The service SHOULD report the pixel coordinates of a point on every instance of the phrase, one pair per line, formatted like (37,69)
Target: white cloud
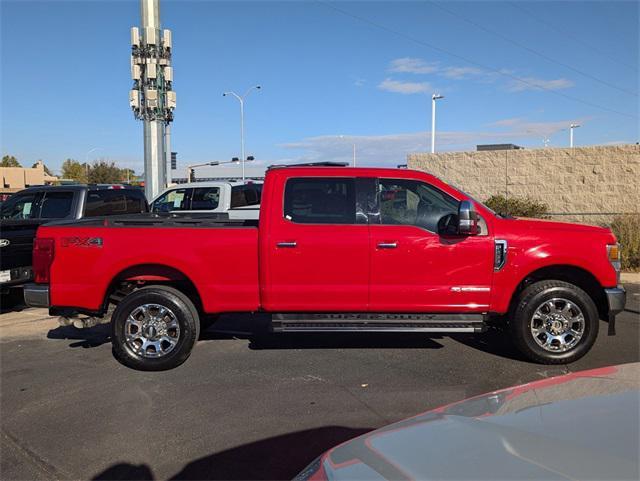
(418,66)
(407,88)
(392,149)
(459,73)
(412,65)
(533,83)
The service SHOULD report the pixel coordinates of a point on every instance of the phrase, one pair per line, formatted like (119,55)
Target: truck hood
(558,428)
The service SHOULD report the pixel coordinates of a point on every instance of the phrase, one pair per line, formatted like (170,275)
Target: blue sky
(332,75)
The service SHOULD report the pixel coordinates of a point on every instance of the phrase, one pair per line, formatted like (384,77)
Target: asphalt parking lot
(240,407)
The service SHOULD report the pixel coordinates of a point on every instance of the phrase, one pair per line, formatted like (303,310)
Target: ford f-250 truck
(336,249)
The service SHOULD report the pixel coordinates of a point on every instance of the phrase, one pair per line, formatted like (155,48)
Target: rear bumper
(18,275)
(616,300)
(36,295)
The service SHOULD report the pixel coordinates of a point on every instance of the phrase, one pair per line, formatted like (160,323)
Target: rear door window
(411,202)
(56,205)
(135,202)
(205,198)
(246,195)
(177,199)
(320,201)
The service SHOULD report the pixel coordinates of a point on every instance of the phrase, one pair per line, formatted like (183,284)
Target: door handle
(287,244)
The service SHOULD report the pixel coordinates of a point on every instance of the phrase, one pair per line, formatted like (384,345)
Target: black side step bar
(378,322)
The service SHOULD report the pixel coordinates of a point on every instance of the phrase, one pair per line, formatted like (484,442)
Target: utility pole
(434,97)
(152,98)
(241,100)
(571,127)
# # # # # # #
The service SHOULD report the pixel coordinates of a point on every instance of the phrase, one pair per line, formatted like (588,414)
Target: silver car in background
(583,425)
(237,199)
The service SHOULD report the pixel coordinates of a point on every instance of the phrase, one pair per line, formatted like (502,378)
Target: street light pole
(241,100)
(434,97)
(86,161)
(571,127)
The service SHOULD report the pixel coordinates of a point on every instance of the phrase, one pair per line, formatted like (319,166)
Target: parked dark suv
# # # # # # #
INSTRUCTIONS TO FOLLOW: Switch "street light pole" to "lamp post" in the material from the line with "formatted like (502,378)" up to and including the line with "Target: parked dark suv". Write out only those lines, with nothing else changed.

EXPECTED OUTPUT:
The service SHOULD report the pixel coordinates of a point on every instance of the phrase, one pair per line, formatted like (502,378)
Target: lamp post
(241,100)
(434,97)
(86,161)
(571,127)
The service SHOULD report the pixel coordinates of a point on every instance of the phrase, one pair per line, formatted like (319,166)
Target: parked dark suv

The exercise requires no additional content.